BRIEF: Return each line from the entries below that contains the string "instance", copied unchanged.

SUPPLIED DATA:
○ ○ ○ ○ ○
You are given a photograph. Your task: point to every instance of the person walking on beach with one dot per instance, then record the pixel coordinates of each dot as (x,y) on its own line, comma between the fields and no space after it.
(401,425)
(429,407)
○ ○ ○ ○ ○
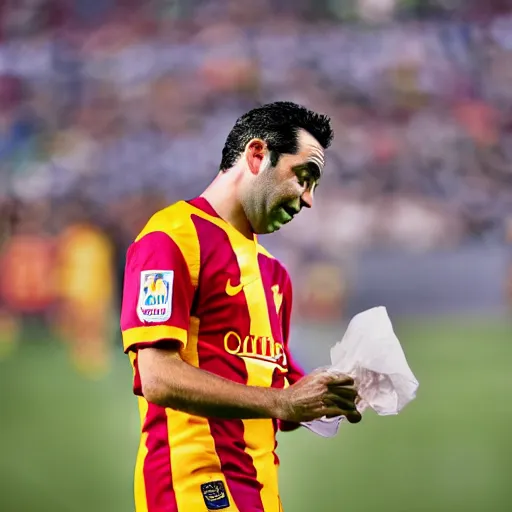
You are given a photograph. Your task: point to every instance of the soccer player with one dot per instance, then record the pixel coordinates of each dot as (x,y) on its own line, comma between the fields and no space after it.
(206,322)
○ ○ ○ ○ ○
ANSWER BELOW:
You are given a photograph. Your task: point to every instance of the person walking on beach with one dot per instance, then record the pixel coordinates of each dot as (x,y) on its own line, comma between the fields and no space after it.
You are given a photograph. Your task: point to every instance of the soccer player with one dot per instance, then record the pixel coordinates of each dot as (x,y) on its own line, comma between the fields and no space after it.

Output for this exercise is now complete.